Dressez la liste de toutes les lignes des enregistrements ci-dessous qui contiennent la chaîne « tree », en les recopiant telles quelles.

▶ **Données fournies**:
○ ○ ○ ○ ○

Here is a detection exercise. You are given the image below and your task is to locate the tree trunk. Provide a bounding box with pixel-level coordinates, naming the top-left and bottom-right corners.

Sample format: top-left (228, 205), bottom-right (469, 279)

○ ○ ○ ○ ○

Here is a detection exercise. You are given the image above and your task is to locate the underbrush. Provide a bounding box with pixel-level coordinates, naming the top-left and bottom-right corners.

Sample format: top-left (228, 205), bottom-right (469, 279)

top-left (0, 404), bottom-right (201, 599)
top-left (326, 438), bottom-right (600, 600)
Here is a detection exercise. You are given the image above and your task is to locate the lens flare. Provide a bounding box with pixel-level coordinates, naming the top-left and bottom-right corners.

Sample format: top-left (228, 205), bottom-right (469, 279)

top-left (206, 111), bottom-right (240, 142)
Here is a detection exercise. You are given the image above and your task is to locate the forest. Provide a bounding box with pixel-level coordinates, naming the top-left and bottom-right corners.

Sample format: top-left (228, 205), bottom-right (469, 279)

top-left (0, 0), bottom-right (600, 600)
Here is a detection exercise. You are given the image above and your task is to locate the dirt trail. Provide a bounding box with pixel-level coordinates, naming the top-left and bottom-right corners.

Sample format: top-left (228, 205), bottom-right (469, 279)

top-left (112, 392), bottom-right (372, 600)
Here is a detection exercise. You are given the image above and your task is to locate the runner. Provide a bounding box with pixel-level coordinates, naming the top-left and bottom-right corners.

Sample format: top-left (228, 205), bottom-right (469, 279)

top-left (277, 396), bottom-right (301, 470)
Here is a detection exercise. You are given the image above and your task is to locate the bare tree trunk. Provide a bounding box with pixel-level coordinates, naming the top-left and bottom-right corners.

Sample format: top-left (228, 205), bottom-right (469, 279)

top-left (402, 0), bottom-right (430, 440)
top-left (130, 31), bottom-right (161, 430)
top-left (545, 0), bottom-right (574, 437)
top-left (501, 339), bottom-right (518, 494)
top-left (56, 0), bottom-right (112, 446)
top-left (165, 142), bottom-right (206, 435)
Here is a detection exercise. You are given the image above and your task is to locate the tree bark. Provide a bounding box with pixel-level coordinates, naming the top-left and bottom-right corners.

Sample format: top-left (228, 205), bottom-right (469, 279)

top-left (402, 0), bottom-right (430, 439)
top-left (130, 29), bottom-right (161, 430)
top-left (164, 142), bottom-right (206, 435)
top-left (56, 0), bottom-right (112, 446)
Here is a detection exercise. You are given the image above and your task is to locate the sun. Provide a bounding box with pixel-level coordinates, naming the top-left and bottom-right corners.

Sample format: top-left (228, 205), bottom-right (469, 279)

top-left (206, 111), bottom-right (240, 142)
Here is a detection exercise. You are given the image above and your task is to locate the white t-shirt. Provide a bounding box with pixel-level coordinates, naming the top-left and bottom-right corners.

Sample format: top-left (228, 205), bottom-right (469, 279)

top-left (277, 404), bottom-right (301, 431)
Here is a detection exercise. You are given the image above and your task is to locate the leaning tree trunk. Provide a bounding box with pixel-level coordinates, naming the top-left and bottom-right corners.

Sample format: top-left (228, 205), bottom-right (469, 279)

○ ○ ○ ○ ○

▶ **Solution complète**:
Here is a detection exercise. You are given the image below and your task is to locate the tree trunk. Provide a bounding box with pixel-level coordinates, naming the top-left and bottom-right corners.
Here is a detection exercise. You are given the image above and your task is to locate the bare tree trunk. Provide a bounding box with pixel-level coordinates, naming the top-left and bottom-right corners.
Here is a detection exercise. You are given the image above and your task is to locate the tree bark. Provide a bounding box with pixel-level coordinates, naming the top-left and bottom-right corners.
Here is a detection exercise. You are given the image above and your task is to locate the leaning tree trunk. Provide a bounding box with pixel-level coordinates, naming the top-left and bottom-right corners.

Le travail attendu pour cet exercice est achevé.